Records for the task:
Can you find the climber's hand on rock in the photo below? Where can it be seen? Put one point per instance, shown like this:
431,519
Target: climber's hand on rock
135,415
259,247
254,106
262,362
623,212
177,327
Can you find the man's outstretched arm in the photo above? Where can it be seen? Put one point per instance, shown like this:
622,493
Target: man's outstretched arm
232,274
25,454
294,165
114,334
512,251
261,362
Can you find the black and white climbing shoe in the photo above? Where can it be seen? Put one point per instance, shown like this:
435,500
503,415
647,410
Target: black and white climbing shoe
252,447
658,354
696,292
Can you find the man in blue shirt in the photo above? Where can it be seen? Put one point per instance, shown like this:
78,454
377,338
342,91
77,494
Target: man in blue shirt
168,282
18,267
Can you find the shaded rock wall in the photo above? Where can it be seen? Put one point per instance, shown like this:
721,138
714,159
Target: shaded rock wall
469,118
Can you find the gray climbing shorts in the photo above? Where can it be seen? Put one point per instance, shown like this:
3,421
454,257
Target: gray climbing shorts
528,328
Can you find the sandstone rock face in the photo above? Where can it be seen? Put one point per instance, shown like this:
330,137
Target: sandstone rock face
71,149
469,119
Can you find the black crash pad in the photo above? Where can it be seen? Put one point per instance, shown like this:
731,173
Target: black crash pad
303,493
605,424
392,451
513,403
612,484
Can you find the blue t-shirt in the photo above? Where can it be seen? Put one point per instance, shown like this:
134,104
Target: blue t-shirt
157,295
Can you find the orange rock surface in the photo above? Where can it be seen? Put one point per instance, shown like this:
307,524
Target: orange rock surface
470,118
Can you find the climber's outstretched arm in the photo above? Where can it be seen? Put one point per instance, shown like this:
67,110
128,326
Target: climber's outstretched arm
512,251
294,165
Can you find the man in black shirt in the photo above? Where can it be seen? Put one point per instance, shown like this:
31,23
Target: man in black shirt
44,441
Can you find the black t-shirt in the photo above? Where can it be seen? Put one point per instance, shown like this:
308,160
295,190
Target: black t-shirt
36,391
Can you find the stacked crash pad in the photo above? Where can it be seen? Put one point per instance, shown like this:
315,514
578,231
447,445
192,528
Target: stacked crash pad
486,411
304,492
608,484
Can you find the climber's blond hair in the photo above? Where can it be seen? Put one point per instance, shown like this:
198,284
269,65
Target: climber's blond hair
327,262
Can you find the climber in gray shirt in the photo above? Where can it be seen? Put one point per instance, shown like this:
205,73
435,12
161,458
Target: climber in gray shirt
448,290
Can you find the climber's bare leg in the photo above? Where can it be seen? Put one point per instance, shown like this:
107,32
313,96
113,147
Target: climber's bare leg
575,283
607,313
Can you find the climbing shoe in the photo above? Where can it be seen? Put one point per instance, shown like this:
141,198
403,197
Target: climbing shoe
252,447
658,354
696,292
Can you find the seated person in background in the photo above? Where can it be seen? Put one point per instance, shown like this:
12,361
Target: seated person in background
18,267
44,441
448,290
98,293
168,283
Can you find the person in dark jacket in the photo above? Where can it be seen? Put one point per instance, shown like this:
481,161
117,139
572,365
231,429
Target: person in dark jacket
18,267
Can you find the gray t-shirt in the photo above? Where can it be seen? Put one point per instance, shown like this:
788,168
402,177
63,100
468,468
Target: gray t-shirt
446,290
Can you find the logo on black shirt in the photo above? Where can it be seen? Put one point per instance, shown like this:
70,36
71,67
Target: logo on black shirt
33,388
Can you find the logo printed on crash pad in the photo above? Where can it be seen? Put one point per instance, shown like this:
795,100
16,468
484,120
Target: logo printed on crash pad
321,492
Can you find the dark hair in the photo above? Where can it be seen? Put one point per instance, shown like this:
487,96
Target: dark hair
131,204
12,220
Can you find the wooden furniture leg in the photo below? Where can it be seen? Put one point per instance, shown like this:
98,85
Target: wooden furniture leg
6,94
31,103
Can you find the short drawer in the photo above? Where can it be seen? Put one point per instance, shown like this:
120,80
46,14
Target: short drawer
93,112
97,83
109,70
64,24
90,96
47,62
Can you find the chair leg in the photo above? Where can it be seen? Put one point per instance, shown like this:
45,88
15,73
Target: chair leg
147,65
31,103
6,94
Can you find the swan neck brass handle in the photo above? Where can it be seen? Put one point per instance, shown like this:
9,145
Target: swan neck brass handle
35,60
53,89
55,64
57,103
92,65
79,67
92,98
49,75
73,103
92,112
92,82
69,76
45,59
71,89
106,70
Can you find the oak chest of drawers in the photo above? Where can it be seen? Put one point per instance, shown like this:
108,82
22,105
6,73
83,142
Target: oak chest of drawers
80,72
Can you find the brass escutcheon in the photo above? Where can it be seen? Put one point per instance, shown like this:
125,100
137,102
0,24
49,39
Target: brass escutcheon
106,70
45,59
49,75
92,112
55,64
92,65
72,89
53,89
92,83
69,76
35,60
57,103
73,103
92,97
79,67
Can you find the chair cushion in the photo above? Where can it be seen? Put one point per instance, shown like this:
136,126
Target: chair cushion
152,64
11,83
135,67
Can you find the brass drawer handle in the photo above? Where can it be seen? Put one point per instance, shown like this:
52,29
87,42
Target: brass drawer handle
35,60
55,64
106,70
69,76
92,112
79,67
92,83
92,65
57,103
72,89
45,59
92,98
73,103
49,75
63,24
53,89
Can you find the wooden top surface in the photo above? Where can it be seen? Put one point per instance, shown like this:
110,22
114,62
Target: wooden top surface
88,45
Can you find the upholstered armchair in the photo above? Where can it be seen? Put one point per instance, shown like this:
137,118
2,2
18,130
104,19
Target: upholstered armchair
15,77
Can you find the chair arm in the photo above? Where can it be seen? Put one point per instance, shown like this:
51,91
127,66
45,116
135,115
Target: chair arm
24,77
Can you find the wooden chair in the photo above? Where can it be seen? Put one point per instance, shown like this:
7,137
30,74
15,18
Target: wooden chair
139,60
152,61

Task objective: Set down the listing in full, keeping every word exactly as it is.

Answer to the exercise:
Can you find the climber's hand on rock in the photo below? Where can it be seen? Put one point per instance, shown like this:
431,519
Target: climber's hand on rock
135,415
259,247
254,106
262,362
623,212
177,327
Can you find the man's outstretched arm in the photo above? Where can it be seen? Put one point per instance, shown like this:
622,493
Target: man's outstretched arm
232,274
25,454
294,165
114,334
512,251
261,362
Can you find the black and white climbing shoe in the photo above? Where can it be seen? Put one point per instance, shown like this:
435,500
503,415
647,410
Target: black and white climbing shoe
252,447
658,354
696,292
Can you find the man in blue shirt in the photo above? Where can it be seen? Put one point per instance, shown like this:
78,454
377,338
342,91
77,494
Target: man in blue shirt
168,282
18,267
Can you find the shaded rock wall in the photo above? Where can it be seen? Put one point per instance, shown like this:
721,138
714,159
Target: shaded rock wall
469,118
Can you find the gray climbing shorts in the photo above? Where can it be seen? Put one point per instance, shown like this:
3,421
454,257
Target: gray climbing shorts
528,328
Can you find the sandstone rock face in the photo above? Where can it be seen? Put one point per instance, shown like this:
330,137
Target: sandstone rock face
71,149
469,119
Can you find the black crash pad in the photo above? Where can it be seen? Put one point per instance, shown like this:
731,173
Target: black crash pad
303,493
605,424
392,451
513,403
612,484
Can you find the blue t-shirt in the photo above? Where can it be seen? Put one point per instance, shown like this:
134,104
Target: blue t-shirt
157,295
Can you find the orange rock surface in the photo above? Where can it be seen? Put one point per instance, shown like this:
307,524
Target: orange rock surface
470,118
Can you find the climber's outstretched arm in the photo above? Where can it be seen? Put one point per instance, shown like this:
67,110
128,326
Target: climber's outstretched arm
512,251
294,165
Can you find the man in black shirt in the photo above? Where can it be seen? Put one point per instance, shown like this:
31,23
Target: man in black shirt
44,441
Can you find the black t-shirt in the photo above? Where can it be seen? Put one point per instance, shown like this:
308,160
295,190
Target: black t-shirt
36,391
Can you find the stacked crash pad in the photo above? Where can it be seen? Put one point per instance, shown like this:
315,514
578,231
447,445
192,528
Target: stacked crash pad
486,411
304,492
608,484
Can you find the climber's blond hair in the photo above? Where can it be seen? Put one point per instance, shown like this:
198,284
269,65
Target: climber's blond hair
327,262
Can you find the climber in gray shirt in the photo above? Where can it be seen? Put one point per instance, shown like this:
205,73
435,12
161,458
Target: climber in gray shirt
448,290
Can you find the climber's bare leg in the photo above? Where can it be seen? Put one point per instance, shown like this:
107,32
313,96
113,147
Target: climber's bare leg
575,283
607,313
Can you find the climbing shoe in the photo above? Where can it be seen? Put one point per instance, shown like this:
141,198
403,197
Target: climbing shoe
252,447
658,354
696,292
Can you find the seated person in background in the photo above? Where can it be seen? Put one point per instance, shown like this:
12,361
Target: seated person in background
18,267
44,441
448,290
98,293
168,283
Can you find the person in dark jacket in the photo above? Where can it be seen? Put one point per instance, shown like this:
481,161
117,139
572,365
231,429
Target: person in dark jacket
18,267
Can you find the gray t-shirt in the photo above? Where can it be seen? Put one point per instance, shown like this:
788,168
402,177
63,100
468,468
Target: gray t-shirt
446,290
Can you find the logo on black shirt in the photo above? Where can it be seen? Put one point per instance, shown like this:
70,36
71,67
Target: logo on black shirt
33,388
Can you find the logo printed on crash pad in the photo above? Where can it be seen? Put one point per instance, shown like this:
795,100
16,468
484,120
Target: logo printed on crash pad
321,492
Can you find the dark hair in the photo above? Where can it be seen? Put one point per instance, shown like this:
487,96
Target: dark hair
131,204
12,220
Can you find the wooden furniture leg in the photo below? Where can it be seen? Put one point per instance, shown like this:
98,85
Target: wooden furniture leg
6,94
31,103
Can you find the short drawer in the photo above? Where can it be seen? Put one point per instance, shown like this:
120,80
46,14
Target: short drawer
93,112
97,83
109,70
64,24
90,96
47,62
Can you find the chair leg in the photo above? Where can it be seen? Put one point per instance, shown like this:
45,88
15,73
Target: chair leg
147,65
31,103
6,94
Can you find the swan neck brass handle in the photo above? Where can it be seen? Put one point per instance, shown like this:
9,145
Target: swan neck brass handle
35,60
53,89
55,64
57,103
92,65
79,67
92,98
49,75
73,103
92,112
92,82
69,76
45,59
71,89
106,70
Can you find the oak chest of drawers in the photo above? Where can it be seen? Put one point per instance, shown like this:
108,82
22,105
6,73
83,142
Target: oak chest of drawers
80,72
Can you find the brass escutcheon in the photo above? Where can it be seen? Put one point per instance, shown like this:
125,100
137,102
0,24
49,39
Target: brass escutcheon
106,70
45,59
49,75
92,112
55,64
92,65
72,89
53,89
92,83
69,76
35,60
57,103
73,103
92,97
79,67
Can you find the chair cushion in the photo above? Where can it be seen? Put one point per instance, shown like this:
136,126
Target: chair cushion
152,64
11,83
135,67
Can you find the brass drawer handle in the photo above? Where can it be seen? Put one point per instance, shown like this:
52,29
87,42
Target: brass drawer handle
35,60
55,64
106,70
69,76
92,112
79,67
92,83
92,65
57,103
72,89
45,59
92,98
73,103
49,75
63,24
53,89
Can you find the wooden top surface in the photo above? Where can it be seen? Put one point per instance, shown like this:
110,22
114,62
Target: wooden top surface
88,45
Can you find the upholstered armchair in the photo above? Where can it be seen? Put one point per instance, shown like this:
137,118
2,2
18,130
104,19
Target: upholstered armchair
15,77
Can you find the chair arm in the photo above? Where can it be seen? Put one point per instance, shown like this:
51,91
127,66
45,116
135,115
Target: chair arm
24,77
Can you find the wooden chair in the photo above? Where can it be seen? Put one point per instance, shown like this:
7,137
30,74
15,18
Target: wooden chair
139,60
152,61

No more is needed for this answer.